| Your task |
Convert the lines below, from the one containing "In this exercise you will locate the gray" through the one containing "point(438, 692)", both included, into a JSON list of strings with one string per line, leaving out any blank lines.

| Extracted entries |
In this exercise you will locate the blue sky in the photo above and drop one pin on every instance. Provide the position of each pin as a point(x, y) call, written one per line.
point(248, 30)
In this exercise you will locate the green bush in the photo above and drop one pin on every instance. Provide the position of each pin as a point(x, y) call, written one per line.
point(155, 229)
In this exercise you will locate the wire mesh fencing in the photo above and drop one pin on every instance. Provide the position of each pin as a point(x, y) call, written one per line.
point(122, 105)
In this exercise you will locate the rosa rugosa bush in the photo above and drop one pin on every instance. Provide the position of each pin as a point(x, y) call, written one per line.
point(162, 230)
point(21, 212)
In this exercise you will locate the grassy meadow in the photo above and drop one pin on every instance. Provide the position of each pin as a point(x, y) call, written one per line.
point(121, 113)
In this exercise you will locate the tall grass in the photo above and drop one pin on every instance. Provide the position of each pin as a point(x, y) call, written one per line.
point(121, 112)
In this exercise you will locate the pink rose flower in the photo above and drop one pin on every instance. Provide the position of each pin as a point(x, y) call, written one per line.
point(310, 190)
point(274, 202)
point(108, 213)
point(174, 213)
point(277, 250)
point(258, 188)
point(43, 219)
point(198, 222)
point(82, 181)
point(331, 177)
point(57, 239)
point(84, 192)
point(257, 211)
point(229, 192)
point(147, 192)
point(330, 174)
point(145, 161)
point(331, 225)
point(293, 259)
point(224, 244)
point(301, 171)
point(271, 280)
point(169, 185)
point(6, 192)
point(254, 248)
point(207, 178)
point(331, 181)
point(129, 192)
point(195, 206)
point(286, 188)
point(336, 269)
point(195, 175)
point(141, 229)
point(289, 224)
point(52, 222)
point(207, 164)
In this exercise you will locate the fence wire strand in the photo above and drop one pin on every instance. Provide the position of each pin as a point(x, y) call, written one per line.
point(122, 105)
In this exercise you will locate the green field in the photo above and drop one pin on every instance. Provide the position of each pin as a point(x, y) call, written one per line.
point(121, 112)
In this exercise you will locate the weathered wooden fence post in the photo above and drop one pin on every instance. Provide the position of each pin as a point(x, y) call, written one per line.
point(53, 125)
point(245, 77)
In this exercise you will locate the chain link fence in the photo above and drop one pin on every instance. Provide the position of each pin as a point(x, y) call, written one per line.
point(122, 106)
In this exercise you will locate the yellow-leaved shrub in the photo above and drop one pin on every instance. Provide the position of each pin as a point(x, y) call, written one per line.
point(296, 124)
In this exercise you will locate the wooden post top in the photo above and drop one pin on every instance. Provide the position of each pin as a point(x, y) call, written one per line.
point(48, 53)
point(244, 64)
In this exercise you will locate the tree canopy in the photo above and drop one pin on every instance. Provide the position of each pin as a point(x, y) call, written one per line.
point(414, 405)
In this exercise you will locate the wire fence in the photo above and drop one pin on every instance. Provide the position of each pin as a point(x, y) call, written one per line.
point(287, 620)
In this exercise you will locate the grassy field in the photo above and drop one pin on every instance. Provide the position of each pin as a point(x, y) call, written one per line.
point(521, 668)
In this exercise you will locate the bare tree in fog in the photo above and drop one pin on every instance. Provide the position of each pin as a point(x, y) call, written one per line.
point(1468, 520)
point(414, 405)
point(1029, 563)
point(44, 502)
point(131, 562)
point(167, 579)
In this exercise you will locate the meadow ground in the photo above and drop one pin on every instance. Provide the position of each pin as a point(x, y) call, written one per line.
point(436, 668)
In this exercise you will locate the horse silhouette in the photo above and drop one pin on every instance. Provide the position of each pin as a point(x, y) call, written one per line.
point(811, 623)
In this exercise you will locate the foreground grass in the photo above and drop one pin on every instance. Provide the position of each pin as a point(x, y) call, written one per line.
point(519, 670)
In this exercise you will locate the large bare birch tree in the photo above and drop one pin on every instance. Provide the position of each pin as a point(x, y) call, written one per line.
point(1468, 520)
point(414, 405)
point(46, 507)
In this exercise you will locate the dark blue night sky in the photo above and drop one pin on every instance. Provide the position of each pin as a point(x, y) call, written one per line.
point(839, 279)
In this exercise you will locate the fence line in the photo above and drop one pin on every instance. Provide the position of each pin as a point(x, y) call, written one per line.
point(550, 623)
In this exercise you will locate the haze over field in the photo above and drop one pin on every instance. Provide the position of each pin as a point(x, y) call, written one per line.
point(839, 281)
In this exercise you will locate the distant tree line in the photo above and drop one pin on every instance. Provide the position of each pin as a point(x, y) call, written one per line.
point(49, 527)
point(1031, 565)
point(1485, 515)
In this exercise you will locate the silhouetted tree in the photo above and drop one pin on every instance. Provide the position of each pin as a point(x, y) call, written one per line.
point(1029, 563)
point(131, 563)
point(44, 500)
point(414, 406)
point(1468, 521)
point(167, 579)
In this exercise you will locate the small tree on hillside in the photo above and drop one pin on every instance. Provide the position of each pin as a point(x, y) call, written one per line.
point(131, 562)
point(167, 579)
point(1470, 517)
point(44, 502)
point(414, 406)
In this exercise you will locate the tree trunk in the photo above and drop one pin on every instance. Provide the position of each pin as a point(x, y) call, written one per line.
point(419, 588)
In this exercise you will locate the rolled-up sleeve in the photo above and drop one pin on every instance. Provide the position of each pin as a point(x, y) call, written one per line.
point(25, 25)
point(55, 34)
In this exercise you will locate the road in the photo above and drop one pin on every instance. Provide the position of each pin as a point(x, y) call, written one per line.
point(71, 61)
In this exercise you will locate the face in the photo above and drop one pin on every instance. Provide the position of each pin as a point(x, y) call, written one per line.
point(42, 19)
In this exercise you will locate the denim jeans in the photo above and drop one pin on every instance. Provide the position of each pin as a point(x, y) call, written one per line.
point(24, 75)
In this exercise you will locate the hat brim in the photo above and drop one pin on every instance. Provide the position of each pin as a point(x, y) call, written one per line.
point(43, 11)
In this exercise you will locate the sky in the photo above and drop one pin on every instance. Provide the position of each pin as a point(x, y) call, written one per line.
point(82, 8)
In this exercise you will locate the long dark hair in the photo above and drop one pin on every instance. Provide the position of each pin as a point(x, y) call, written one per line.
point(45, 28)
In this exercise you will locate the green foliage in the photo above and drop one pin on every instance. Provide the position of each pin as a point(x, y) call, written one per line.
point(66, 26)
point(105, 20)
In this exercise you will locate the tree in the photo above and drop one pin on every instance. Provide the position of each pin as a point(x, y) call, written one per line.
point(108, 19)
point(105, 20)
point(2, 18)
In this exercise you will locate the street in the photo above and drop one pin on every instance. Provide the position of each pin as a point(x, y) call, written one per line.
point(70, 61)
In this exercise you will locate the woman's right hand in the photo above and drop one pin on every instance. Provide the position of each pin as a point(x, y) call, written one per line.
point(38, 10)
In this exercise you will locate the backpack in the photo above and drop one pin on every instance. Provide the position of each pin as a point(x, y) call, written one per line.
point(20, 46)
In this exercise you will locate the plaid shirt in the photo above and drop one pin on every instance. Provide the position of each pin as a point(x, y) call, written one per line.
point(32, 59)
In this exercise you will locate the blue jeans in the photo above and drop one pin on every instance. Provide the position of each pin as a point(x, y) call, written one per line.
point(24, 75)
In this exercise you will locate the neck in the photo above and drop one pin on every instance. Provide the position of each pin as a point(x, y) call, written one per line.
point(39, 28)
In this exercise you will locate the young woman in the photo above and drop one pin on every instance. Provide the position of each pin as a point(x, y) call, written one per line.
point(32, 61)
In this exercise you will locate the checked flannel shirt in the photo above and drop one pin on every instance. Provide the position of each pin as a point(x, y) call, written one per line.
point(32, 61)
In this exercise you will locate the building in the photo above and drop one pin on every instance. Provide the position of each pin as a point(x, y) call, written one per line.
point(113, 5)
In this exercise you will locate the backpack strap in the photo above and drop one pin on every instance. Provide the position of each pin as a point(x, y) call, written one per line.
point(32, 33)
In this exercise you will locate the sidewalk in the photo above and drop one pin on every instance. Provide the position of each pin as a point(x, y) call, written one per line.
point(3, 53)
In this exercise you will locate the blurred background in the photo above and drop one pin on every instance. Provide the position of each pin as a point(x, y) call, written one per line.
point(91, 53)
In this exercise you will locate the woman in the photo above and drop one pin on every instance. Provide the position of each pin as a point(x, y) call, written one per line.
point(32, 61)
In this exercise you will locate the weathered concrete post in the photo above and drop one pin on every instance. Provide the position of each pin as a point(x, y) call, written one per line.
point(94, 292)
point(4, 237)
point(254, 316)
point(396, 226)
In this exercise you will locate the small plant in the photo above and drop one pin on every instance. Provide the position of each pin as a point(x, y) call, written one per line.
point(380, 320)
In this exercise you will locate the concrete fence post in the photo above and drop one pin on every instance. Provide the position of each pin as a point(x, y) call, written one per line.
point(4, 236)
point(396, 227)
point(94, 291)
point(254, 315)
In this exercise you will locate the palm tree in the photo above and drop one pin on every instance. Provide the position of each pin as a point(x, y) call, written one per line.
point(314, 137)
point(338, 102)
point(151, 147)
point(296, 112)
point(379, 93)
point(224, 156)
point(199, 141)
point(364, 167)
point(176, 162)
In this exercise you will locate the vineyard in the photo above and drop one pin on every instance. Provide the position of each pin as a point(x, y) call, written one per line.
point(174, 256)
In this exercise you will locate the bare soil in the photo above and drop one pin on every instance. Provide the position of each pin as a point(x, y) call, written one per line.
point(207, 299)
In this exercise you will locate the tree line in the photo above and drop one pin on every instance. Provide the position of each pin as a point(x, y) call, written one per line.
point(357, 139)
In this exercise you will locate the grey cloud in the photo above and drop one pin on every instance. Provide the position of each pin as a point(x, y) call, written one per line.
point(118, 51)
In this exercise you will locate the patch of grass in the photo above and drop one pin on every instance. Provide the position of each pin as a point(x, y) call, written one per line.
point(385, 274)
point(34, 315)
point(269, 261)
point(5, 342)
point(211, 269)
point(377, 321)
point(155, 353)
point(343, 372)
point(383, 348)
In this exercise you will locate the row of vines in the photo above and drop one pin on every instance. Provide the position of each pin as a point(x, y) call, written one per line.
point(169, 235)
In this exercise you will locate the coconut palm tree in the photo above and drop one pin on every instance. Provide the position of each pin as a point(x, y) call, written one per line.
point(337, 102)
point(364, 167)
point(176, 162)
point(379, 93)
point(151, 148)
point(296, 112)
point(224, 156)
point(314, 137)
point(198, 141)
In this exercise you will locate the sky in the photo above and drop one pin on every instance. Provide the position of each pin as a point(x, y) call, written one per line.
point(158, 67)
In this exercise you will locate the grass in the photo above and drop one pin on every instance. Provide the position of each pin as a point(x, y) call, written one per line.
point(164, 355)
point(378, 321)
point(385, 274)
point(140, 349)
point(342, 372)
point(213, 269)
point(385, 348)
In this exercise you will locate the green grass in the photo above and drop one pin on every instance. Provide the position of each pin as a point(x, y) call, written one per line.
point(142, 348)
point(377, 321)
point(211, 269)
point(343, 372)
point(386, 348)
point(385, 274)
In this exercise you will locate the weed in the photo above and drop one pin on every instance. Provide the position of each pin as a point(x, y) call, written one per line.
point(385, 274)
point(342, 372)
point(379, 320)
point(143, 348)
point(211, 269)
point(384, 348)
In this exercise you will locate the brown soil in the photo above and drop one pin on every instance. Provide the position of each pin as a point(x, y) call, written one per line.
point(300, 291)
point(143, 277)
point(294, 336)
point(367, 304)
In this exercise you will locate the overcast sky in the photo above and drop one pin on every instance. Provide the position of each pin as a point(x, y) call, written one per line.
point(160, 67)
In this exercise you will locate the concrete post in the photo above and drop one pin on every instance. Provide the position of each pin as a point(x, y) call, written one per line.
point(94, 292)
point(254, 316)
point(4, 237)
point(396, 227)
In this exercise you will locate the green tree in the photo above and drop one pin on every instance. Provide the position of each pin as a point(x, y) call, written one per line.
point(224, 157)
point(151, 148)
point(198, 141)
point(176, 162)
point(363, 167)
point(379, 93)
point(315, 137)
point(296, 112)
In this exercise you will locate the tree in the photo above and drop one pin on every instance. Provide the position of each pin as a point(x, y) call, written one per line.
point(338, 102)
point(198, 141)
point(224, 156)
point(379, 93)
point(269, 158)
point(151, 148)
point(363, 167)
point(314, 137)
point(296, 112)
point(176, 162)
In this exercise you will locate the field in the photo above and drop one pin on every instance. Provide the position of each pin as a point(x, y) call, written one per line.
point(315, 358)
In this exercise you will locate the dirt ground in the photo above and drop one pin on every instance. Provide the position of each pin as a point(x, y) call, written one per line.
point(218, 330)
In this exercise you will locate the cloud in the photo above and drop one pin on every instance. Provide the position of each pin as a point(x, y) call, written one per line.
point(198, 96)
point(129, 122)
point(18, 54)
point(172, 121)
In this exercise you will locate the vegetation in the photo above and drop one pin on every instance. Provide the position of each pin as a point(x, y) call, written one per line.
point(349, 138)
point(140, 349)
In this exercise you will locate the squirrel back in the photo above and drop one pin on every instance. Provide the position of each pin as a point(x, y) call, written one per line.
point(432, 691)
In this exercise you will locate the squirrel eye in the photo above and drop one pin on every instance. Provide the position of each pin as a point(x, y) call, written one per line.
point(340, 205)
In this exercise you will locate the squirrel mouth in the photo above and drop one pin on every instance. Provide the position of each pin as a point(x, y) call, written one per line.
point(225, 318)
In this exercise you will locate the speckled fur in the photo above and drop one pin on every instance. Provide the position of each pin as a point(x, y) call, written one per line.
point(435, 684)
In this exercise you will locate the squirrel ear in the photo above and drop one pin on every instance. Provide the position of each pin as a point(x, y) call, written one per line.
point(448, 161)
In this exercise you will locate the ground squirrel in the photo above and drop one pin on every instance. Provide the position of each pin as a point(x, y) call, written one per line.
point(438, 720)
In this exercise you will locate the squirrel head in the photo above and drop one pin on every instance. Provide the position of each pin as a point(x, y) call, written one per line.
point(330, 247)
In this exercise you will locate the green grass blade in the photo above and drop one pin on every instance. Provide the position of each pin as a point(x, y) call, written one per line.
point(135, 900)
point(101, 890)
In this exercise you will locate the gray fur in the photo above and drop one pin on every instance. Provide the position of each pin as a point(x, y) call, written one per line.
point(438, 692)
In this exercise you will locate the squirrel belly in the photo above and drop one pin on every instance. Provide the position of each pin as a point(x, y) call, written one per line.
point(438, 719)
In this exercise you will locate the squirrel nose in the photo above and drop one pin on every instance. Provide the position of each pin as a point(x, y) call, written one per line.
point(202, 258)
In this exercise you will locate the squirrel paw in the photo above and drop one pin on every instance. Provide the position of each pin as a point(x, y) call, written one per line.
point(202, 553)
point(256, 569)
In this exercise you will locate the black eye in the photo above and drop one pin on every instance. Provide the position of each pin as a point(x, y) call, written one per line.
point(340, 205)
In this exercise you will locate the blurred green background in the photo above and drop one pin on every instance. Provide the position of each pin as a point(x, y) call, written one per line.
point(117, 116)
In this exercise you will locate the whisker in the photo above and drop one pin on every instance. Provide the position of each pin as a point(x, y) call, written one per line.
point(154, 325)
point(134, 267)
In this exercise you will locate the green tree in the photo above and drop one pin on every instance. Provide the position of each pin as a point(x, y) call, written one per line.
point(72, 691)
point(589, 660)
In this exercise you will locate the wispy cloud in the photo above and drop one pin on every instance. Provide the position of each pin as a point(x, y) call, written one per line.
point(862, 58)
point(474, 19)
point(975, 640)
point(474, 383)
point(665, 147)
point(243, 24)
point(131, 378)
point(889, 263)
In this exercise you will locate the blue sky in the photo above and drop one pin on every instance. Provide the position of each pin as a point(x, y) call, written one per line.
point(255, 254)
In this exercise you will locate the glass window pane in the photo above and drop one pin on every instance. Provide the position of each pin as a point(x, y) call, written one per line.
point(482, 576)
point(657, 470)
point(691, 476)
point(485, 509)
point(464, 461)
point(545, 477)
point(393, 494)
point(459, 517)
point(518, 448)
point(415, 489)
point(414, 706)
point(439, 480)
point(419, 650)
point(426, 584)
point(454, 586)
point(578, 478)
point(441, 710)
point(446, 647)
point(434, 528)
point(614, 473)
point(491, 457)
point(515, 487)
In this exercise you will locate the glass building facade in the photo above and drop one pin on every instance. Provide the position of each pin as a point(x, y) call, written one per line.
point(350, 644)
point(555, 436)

| Answer to this task |
[
  "In this exercise you will locate the gray fur in the photo above and drop one pin on every instance. Provide the position of each pin as a point(x, y) call, written one per line.",
  "point(438, 692)"
]